■ **Stated exercise A**:
In the piece on James 2, list everything it says Ken, Wendy, and Madi Kebrdle had while "living the life" four years ago.
■ **Stated exercise B**:
Echo the piece on James 2 word for word, starting at "Standing Side-By-Side –" and ending at "the American dream.".
■ **Stated exercise C**:
Translate this sentence from the piece on James 2 into Spanish: "As they sold everything they owned, Wear Gloves was born."

■ **Extract**:
>>

Standing Side-By-Side – James 2
Recently, I saw the words of James 2 come to life under an oak tree, surrounded by over 80 homeless people in my community. No, I wasn’t at an outreach event to serve a hot meal or hand out jackets to help guard against quickly dropping temperatures. I was at church.
Four years ago, Ken, Wendy, and Madi Kebrdle were living the life: dream job, nice cars, gorgeous house with a pool, and a constant stream of dinner parties with friends. Life couldn’t get better—or could it? In 2009, the Kebrdles saw a dream they were missing—an eternal dream they’d rather pursue than material possessions wrapped with a white picket fence. So they traded in the perfect house for an RV and ditched their pursuit of the American dream.
As they sold everything they owned, Wear Gloves was born. The Kebrdles’ hearts broke for the hurting and homeless in their Florida community and the undignified way in which people treated them. They made it their mission to change that. Fast-forward four years later, and they’ve traveled thousands of miles across state lines and time zones, partnering with countless churches and community organizations, teaching people how to partner with the homeless in a dignified, life-giving way.
“My brothers, show no partiality as you hold the faith in our Lord Jesus Christ, the Lord of glory. For if a man wearing a gold ring and fine clothing comes into your assembly, and a poor man in shabby clothing also comes in, and if you pay attention to the one who wears the fine clothing and say, ‘You sit here in a good place,’ while you say to the poor man, ‘You stand over there,’ or, ‘Sit down at my feet,’ have you not then made distinctions among yourselves and become judges with evil thoughts? Listen, my beloved brothers, has not God chosen those who are poor in the world to be rich in faith and heirs of the kingdom, which he has promised to those who love him? But you have dishonored the poor man. Are not the rich the ones who oppress you, and the ones who drag you into court? Are they not the ones who blaspheme the honorable name by which you were called?

<<

■ **Stored data**:

>>

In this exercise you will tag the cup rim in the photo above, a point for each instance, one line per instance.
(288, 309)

<<

■ **Answer A**:
- Dream job
- Nice cars
- Gorgeous house with a pool
- Constant stream of dinner parties with friends

■ **Answer B**:
Standing Side-By-Side – James 2
Recently, I saw the words of James 2 come to life under an oak tree, surrounded by over 80 homeless people in my community. No, I wasn’t at an outreach event to serve a hot meal or hand out jackets to help guard against quickly dropping temperatures. I was at church.
Four years ago, Ken, Wendy, and Madi Kebrdle were living the life: dream job, nice cars, gorgeous house with a pool, and a constant stream of dinner parties with friends. Life couldn’t get better—or could it? In 2009, the Kebrdles saw a dream they were missing—an eternal dream they’d rather pursue than material possessions wrapped with a white picket fence. So they traded in the perfect house for an RV and ditched their pursuit of the American dream.

■ **Answer C**:
Mientras vendían todo lo que poseían, nació Wear Gloves.